• [Stated goal]: Turn the records below into a numbered list, from the line containing "the candle in this photo." through the line containing "cloud in this photo.", both included. Omit blank lines and pictures.

--- START Supplied data ---

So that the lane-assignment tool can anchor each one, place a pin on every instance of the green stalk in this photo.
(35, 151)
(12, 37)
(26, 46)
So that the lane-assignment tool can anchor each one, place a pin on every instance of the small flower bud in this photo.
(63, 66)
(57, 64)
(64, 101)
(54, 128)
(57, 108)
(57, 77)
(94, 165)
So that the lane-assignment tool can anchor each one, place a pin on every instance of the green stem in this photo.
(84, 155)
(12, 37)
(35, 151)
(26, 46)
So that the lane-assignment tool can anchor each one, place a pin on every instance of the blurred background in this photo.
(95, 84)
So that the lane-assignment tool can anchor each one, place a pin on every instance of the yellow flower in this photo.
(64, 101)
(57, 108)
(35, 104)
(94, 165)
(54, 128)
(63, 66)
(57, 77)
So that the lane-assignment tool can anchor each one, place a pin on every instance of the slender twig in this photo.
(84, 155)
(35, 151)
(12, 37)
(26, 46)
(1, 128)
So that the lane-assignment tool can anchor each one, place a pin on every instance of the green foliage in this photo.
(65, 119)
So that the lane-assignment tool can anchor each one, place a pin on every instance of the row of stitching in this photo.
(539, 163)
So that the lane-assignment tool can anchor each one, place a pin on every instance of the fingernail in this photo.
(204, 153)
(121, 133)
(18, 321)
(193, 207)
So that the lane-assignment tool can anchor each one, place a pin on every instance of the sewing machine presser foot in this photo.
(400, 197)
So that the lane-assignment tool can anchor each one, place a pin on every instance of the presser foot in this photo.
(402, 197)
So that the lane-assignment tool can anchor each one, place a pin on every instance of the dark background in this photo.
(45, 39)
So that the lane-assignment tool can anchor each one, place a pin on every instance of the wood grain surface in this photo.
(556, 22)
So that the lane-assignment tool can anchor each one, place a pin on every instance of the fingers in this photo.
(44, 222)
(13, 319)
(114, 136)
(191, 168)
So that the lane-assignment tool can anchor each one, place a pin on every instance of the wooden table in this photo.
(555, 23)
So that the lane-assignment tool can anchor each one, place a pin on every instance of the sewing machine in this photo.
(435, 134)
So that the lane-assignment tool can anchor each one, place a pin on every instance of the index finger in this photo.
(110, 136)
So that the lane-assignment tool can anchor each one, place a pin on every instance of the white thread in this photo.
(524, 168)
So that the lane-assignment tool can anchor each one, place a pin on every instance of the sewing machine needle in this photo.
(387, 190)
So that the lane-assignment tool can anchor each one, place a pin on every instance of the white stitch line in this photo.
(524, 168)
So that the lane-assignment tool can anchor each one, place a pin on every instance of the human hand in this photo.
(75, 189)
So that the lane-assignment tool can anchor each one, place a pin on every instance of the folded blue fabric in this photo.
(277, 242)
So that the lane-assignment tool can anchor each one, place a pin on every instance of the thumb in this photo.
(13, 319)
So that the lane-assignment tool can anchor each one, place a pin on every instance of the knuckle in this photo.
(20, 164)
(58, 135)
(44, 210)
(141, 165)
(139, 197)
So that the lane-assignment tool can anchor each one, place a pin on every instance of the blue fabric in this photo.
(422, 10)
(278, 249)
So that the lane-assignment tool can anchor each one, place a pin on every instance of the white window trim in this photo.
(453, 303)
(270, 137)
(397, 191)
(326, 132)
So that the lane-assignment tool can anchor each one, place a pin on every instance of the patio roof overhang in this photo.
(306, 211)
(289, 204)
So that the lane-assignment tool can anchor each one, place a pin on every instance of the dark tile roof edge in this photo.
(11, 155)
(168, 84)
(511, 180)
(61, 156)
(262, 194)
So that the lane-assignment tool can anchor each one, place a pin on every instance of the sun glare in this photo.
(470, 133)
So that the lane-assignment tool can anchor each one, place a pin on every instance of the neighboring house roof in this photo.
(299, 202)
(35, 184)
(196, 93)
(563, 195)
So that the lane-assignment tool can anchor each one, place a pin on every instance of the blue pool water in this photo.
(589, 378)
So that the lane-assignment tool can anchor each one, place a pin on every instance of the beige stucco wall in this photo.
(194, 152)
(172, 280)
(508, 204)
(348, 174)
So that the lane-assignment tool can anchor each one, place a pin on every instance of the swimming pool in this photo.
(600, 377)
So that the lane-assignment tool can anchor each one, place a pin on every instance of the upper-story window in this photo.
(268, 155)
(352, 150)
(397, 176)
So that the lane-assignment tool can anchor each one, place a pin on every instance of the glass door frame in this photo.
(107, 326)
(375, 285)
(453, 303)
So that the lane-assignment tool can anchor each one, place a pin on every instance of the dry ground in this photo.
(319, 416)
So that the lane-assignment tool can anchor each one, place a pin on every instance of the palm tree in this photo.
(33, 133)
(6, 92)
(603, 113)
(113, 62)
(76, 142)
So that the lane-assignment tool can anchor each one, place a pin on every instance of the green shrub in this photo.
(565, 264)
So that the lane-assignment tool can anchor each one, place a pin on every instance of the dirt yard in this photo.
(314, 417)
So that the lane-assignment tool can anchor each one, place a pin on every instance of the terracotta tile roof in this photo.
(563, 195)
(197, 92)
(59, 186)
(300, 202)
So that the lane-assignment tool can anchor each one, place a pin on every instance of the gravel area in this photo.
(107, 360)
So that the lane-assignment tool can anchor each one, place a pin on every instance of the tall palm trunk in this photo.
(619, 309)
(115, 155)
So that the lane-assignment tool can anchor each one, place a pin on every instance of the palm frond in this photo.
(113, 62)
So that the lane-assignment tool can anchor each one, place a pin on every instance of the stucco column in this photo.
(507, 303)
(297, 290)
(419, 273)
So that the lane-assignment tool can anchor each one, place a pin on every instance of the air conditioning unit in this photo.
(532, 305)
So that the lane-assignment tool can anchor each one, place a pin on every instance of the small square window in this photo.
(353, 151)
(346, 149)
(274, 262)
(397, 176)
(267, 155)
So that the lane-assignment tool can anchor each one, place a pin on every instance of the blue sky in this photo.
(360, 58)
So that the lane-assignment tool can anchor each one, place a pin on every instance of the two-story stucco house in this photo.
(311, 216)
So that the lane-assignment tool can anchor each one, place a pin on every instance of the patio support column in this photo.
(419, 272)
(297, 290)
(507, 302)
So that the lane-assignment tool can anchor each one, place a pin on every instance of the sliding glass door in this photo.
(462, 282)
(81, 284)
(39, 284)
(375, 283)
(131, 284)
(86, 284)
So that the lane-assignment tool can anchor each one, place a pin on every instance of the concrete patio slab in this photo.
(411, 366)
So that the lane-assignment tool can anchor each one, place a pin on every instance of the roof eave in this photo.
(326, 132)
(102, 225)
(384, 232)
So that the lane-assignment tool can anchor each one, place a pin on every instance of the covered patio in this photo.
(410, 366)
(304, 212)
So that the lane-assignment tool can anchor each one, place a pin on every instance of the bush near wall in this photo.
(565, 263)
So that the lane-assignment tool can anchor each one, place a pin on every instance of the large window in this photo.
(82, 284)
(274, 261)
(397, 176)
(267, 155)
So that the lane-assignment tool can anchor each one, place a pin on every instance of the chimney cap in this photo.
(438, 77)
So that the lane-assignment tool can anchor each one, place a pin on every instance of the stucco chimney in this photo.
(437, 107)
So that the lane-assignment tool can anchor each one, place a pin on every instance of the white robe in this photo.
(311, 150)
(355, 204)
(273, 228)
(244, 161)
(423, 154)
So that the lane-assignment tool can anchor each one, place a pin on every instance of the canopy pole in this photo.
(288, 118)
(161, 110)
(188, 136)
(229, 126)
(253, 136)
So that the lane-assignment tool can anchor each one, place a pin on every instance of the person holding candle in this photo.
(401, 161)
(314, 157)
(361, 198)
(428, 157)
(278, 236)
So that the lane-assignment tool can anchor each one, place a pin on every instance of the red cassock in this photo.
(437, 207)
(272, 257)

--- END Supplied data ---
--- START Supplied data ---

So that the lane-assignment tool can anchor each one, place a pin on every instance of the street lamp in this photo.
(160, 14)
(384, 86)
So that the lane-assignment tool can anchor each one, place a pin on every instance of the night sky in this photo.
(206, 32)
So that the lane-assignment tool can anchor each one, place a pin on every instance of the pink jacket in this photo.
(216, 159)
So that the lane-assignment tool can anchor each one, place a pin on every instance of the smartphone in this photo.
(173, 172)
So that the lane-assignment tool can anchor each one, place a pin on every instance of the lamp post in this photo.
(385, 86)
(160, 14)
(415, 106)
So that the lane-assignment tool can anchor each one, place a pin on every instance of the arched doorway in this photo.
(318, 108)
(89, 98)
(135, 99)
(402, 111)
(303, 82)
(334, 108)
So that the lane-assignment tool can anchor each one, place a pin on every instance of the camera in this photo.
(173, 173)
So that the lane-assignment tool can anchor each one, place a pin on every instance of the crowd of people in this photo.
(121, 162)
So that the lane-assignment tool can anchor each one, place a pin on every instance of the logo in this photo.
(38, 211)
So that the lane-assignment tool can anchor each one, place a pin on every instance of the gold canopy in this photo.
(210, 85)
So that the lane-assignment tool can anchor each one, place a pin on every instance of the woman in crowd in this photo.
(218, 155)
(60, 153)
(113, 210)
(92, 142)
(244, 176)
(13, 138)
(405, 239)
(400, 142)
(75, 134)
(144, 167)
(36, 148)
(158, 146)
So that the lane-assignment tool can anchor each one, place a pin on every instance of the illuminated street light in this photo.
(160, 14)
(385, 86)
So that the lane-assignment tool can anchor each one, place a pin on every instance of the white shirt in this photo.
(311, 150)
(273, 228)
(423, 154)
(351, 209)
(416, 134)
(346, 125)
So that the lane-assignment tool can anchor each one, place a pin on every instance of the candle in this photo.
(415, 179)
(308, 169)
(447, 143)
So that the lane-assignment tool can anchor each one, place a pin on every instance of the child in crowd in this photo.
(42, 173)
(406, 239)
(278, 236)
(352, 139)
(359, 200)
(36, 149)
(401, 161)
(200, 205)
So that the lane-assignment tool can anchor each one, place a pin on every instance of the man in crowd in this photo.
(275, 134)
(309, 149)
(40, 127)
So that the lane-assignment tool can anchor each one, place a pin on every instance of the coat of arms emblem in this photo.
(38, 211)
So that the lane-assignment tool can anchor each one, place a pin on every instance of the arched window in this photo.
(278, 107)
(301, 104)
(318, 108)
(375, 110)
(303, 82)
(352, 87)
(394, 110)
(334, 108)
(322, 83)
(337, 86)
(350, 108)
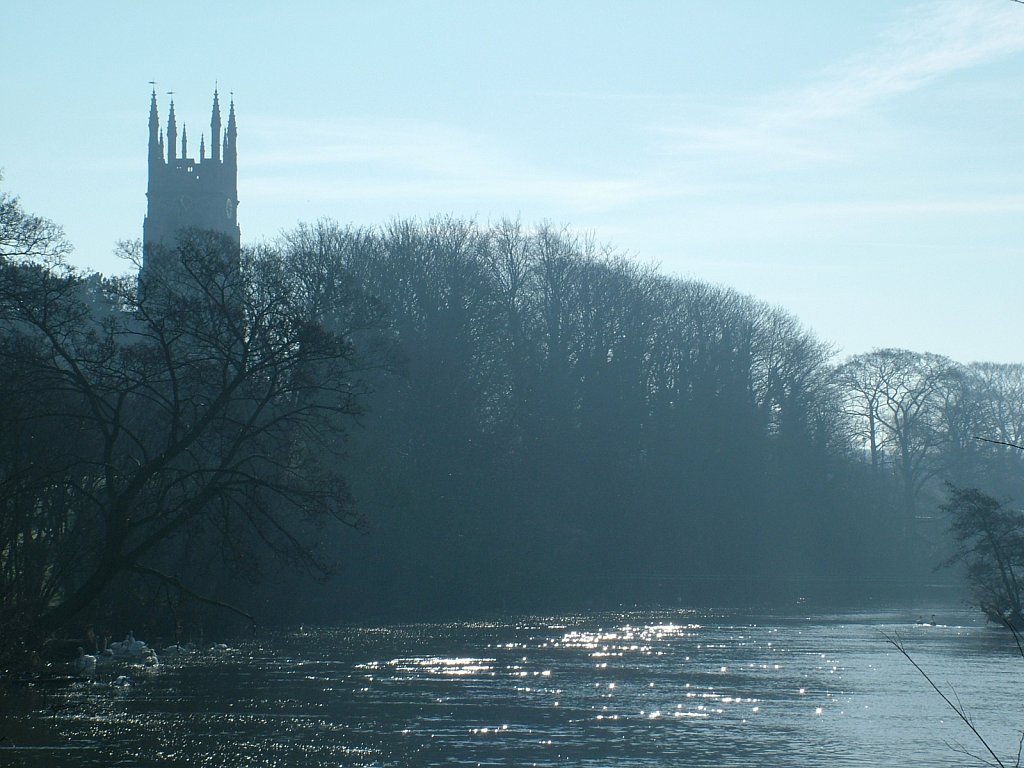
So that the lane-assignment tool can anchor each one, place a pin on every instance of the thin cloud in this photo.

--- END Supplied data ---

• [Complete output]:
1. So that the lane-assignment tool can anchor each one, place a pin on every instance of the candle in this photo.
2. (415, 179)
3. (308, 169)
4. (447, 143)
5. So that the lane-assignment tool can anchor each one, place a pin on every instance of the child in crowd in this photo.
6. (42, 173)
7. (406, 239)
8. (278, 236)
9. (352, 139)
10. (359, 200)
11. (36, 149)
12. (401, 161)
13. (200, 205)
14. So that the lane-assignment tool can anchor each one, place a pin on every instance of the man in crowd in this photo.
15. (275, 134)
16. (309, 149)
17. (40, 127)
18. So that the lane-assignment tool can anchor each one, place a pin on every instance of the coat of arms emblem in this photo.
19. (38, 211)
20. So that the lane-assignment tool can anchor each one, place a pin on every instance of the arched window in this photo.
21. (278, 107)
22. (301, 104)
23. (318, 108)
24. (375, 110)
25. (303, 82)
26. (352, 87)
27. (394, 110)
28. (334, 108)
29. (322, 83)
30. (337, 86)
31. (350, 108)
32. So that the lane-assignment tool can anchor each one, place a pin on every instance of the thin cloud in this photo.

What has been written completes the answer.